#### Excerpted records ####

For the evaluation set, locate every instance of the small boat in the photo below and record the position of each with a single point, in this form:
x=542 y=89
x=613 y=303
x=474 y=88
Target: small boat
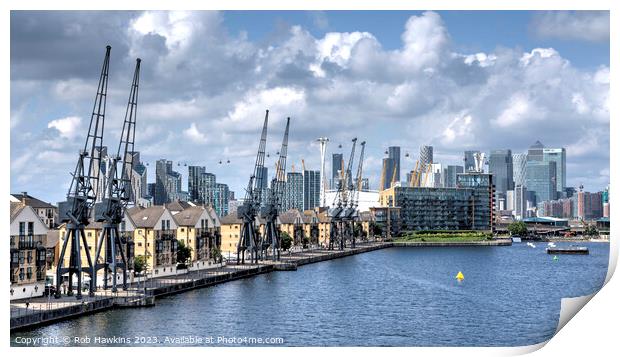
x=568 y=250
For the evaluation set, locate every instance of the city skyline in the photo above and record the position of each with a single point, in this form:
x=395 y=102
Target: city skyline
x=177 y=116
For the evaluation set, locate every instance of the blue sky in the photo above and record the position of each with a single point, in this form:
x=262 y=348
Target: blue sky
x=457 y=80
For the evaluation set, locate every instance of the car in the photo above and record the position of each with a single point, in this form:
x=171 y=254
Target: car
x=49 y=290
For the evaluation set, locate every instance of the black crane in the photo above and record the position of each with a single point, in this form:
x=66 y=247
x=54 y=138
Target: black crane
x=270 y=211
x=111 y=208
x=351 y=213
x=337 y=235
x=247 y=212
x=82 y=194
x=347 y=199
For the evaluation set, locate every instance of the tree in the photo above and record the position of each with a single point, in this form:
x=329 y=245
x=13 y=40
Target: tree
x=590 y=230
x=216 y=254
x=183 y=254
x=285 y=241
x=139 y=264
x=517 y=228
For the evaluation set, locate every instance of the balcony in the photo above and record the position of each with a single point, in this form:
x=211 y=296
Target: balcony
x=27 y=241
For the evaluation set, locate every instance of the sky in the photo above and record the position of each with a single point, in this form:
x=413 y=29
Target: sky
x=457 y=80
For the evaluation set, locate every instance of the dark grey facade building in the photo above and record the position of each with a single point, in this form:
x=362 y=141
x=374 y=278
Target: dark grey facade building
x=469 y=206
x=540 y=178
x=469 y=161
x=450 y=173
x=500 y=166
x=167 y=182
x=337 y=165
x=312 y=187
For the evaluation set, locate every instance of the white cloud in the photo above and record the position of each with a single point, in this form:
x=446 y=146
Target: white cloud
x=68 y=127
x=195 y=135
x=592 y=26
x=199 y=81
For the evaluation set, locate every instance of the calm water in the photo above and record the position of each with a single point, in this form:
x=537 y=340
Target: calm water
x=391 y=297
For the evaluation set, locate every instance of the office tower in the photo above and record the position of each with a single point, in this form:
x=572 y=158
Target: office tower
x=394 y=154
x=220 y=202
x=450 y=172
x=294 y=197
x=311 y=190
x=540 y=178
x=337 y=166
x=469 y=161
x=167 y=182
x=519 y=164
x=558 y=156
x=426 y=155
x=194 y=180
x=387 y=172
x=500 y=166
x=138 y=186
x=535 y=152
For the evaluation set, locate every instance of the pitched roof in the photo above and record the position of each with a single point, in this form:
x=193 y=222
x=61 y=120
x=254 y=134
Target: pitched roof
x=177 y=205
x=309 y=216
x=146 y=217
x=189 y=216
x=16 y=207
x=291 y=216
x=230 y=219
x=32 y=201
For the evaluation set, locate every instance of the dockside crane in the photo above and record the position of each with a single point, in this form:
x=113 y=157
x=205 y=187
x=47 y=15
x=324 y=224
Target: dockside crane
x=270 y=211
x=75 y=212
x=248 y=211
x=353 y=207
x=111 y=208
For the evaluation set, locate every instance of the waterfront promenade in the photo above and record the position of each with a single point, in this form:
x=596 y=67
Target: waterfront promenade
x=44 y=310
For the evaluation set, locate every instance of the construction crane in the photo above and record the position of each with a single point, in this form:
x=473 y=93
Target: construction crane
x=270 y=211
x=75 y=212
x=351 y=213
x=111 y=208
x=338 y=206
x=249 y=209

####

* [Brief]: Write out all of the records above word for word, leaving out the pictures.

* [Correct response]:
For the evaluation set, locate every instance of the small boat in the photo below and record the position of each with a single point, in this form:
x=542 y=89
x=613 y=303
x=474 y=88
Target: small boat
x=568 y=250
For the evaluation set, locate every instance of the city skyline in the photo above and record the position of each with a single point, in this form:
x=395 y=102
Target: city skyline
x=177 y=116
For the evaluation set, locate every instance of the blue sky in the photo above and record the position of each with a single point, in this form:
x=262 y=348
Target: blue sky
x=457 y=80
For the evaluation set, locate every instance of the car in the photo above and record the position of each with a single point, in this form:
x=171 y=254
Target: car
x=49 y=290
For the evaluation set, locate every instance of the black crane in the photo above and record the position of each with a single point, in this form:
x=66 y=247
x=54 y=138
Target: black crane
x=270 y=211
x=111 y=208
x=351 y=213
x=337 y=235
x=247 y=212
x=82 y=194
x=347 y=199
For the evaluation set, locate every instance of the tree in the photo above and record the position of each with a single point, in this form:
x=329 y=245
x=13 y=40
Target: tree
x=590 y=230
x=216 y=254
x=183 y=254
x=285 y=241
x=139 y=264
x=517 y=228
For the evaluation set, locate every instance of the balcony in the photo above and record the position of each with a single point, in this form:
x=211 y=296
Target: balcony
x=27 y=241
For the evaluation set, locate every instance of the sky in the photo above and record the position of each with a single point, in this form:
x=413 y=29
Target: sky
x=457 y=80
For the evaluation set, locate every instance of the dark grey facade building in the photo above and record the position of each with a single point, in this form:
x=362 y=141
x=374 y=278
Target: dark grey facade building
x=469 y=206
x=540 y=178
x=469 y=161
x=450 y=173
x=500 y=166
x=167 y=182
x=337 y=165
x=312 y=187
For the evaluation set, locate every instance of the white cloud in the photo above and record the position of each with a single point, in this form:
x=446 y=146
Target: white cloud
x=68 y=127
x=195 y=135
x=592 y=26
x=199 y=81
For the evaluation set, locate every instance of the calm water in the photo above and record the position of each with a single point, in this form:
x=537 y=340
Target: calm water
x=391 y=297
For the evaluation set, locate every instance of the office tower in the photo above and record the position of each with a single point, in this form:
x=572 y=158
Target: office tower
x=394 y=154
x=220 y=202
x=450 y=172
x=294 y=197
x=311 y=190
x=540 y=178
x=337 y=166
x=469 y=161
x=167 y=182
x=519 y=164
x=558 y=156
x=426 y=155
x=194 y=180
x=387 y=172
x=500 y=166
x=138 y=186
x=535 y=152
For the evaluation set, locate every instance of the pitched roof in the photo above and record the position of each with a single point, in this form:
x=193 y=222
x=61 y=120
x=254 y=134
Target: pitched roof
x=177 y=205
x=309 y=216
x=146 y=217
x=189 y=216
x=16 y=207
x=291 y=216
x=230 y=219
x=32 y=201
For the evaluation set, locate every instance of the dockside crane in the photo above and record the position of each with a single point, in this form:
x=113 y=157
x=205 y=187
x=47 y=15
x=324 y=224
Target: dockside crane
x=270 y=211
x=75 y=212
x=248 y=211
x=353 y=207
x=111 y=208
For the evaluation set, locate every instance of the waterfront promenade in the photo above and record the position of each with a single point, in this form:
x=596 y=67
Target: waterfront promenade
x=44 y=310
For the evaluation set, locate every instance of the construction crane in the photo above and record the position of each with a single point, in this form:
x=473 y=93
Target: construction crane
x=270 y=211
x=75 y=212
x=351 y=213
x=111 y=208
x=338 y=206
x=249 y=209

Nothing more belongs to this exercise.